[Items excerpted from a collection]
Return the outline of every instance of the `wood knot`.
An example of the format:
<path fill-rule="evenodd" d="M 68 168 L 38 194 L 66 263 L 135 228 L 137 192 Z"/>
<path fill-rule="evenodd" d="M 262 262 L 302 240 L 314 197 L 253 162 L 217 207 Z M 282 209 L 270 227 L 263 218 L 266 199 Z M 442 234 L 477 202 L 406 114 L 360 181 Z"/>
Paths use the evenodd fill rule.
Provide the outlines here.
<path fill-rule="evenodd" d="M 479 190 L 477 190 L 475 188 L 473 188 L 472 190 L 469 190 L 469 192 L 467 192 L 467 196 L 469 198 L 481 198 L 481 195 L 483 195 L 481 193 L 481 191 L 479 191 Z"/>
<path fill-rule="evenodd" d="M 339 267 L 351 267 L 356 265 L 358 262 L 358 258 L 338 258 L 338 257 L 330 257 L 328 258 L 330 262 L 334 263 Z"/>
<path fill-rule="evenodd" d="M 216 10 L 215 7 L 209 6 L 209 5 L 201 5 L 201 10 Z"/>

» **To be done**:
Can you quote the items above verbatim, starting at their first line and ending at the line containing "Provide the outlines here.", with that line included?

» **Full response**:
Return the outline of every instance of the `wood knot`.
An example of the format:
<path fill-rule="evenodd" d="M 68 168 L 38 194 L 66 263 L 135 228 L 137 192 Z"/>
<path fill-rule="evenodd" d="M 262 262 L 302 240 L 314 197 L 253 162 L 217 207 Z M 282 209 L 270 227 L 263 218 L 266 199 Z M 442 234 L 477 202 L 406 114 L 360 181 Z"/>
Paths use the evenodd fill rule.
Provide the outlines here.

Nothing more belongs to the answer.